Quote each of the records below word for word, leaving out the pictures.

# start of DATA IN THIS EXERCISE

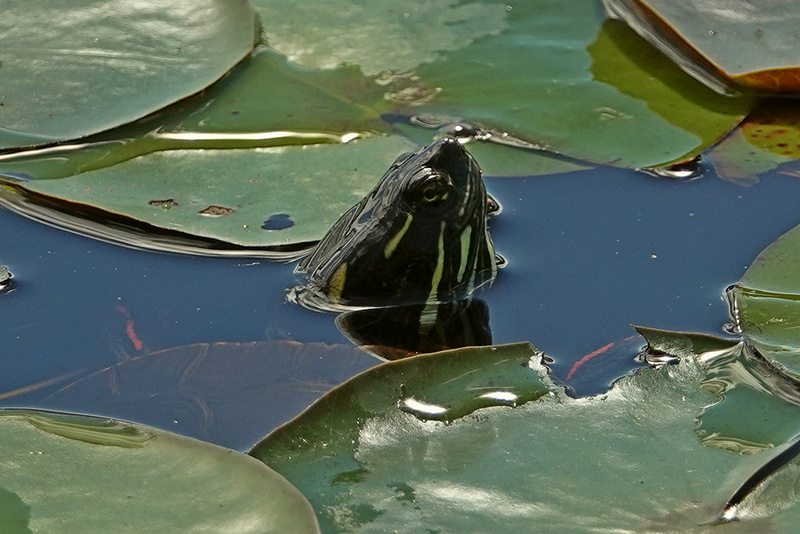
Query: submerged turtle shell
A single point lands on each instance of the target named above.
(419, 237)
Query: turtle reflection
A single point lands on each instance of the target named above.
(405, 261)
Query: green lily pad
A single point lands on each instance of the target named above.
(765, 302)
(561, 79)
(229, 195)
(758, 407)
(750, 44)
(767, 138)
(73, 68)
(368, 464)
(71, 473)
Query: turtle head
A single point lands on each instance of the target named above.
(419, 236)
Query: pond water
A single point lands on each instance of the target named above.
(589, 253)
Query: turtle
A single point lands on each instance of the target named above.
(419, 237)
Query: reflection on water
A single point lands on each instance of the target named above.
(392, 333)
(581, 270)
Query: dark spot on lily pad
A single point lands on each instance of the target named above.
(216, 211)
(279, 221)
(167, 203)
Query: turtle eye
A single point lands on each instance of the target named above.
(432, 192)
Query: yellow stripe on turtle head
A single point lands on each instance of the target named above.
(391, 245)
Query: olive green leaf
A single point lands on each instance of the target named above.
(758, 406)
(751, 44)
(230, 195)
(371, 454)
(72, 68)
(767, 138)
(71, 473)
(264, 101)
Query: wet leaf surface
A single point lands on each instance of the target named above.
(750, 44)
(218, 391)
(71, 473)
(227, 195)
(366, 463)
(61, 81)
(765, 303)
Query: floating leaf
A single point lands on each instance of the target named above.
(368, 464)
(227, 195)
(751, 44)
(561, 79)
(311, 107)
(188, 389)
(765, 302)
(72, 68)
(768, 137)
(70, 473)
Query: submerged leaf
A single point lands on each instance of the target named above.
(367, 465)
(188, 388)
(72, 68)
(71, 473)
(765, 302)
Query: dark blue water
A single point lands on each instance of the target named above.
(589, 254)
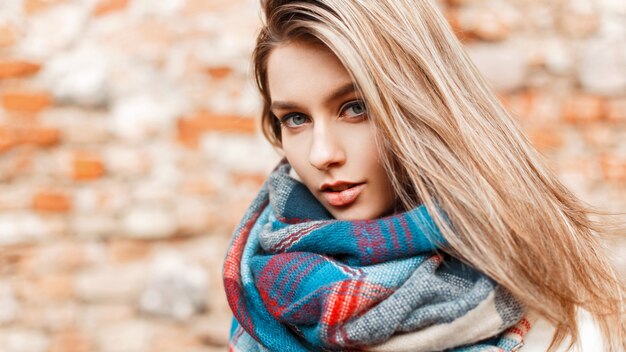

# end of DATA IN THIS EXERCISE

*TASK RESULT*:
Query: submerged turtle shell
A single point lands on each instance of the target named above.
(419, 237)
Query: turtle reflection
A single point lands on each instance of the target named above.
(405, 261)
Query: green lily pad
A single point lands on each instance of the target named above.
(765, 302)
(561, 79)
(229, 195)
(758, 407)
(750, 44)
(767, 138)
(73, 68)
(368, 464)
(71, 473)
Query: turtle head
A single point lands on each instance of the target named above.
(419, 236)
Query: pond water
A single point lands on each instance of the target named above.
(589, 253)
Query: turtle
A single point lands on each instance of the target named above.
(419, 237)
Query: reflection on water
A single point lands on each instance of the target named above.
(392, 333)
(581, 270)
Query: dark spot on lily pad
A single point lands on each instance of the target named above.
(216, 211)
(279, 221)
(167, 203)
Query: turtle eye
A single point lands on each instance of the target named above.
(432, 192)
Query: yellow stripe on turtle head
A single point lands on each instance of the target named above.
(391, 245)
Query: olive green leaf
A single point lands on each instance of the target named above.
(758, 406)
(751, 44)
(230, 195)
(371, 454)
(72, 68)
(767, 138)
(71, 473)
(264, 101)
Query: wet leaf surface
A single point lands on each instance of the target named above.
(750, 44)
(218, 391)
(71, 473)
(227, 195)
(366, 463)
(61, 81)
(765, 303)
Query: floating leaf
A single point lands on each instance of the target named above.
(368, 464)
(227, 195)
(751, 44)
(561, 79)
(311, 107)
(188, 389)
(765, 302)
(72, 68)
(768, 137)
(70, 473)
Query: submerged leaf
A single point lands on each instance of the target named above.
(367, 465)
(188, 388)
(72, 68)
(71, 473)
(765, 302)
Query: dark blue water
A single point lands on each instance of the target named above.
(589, 254)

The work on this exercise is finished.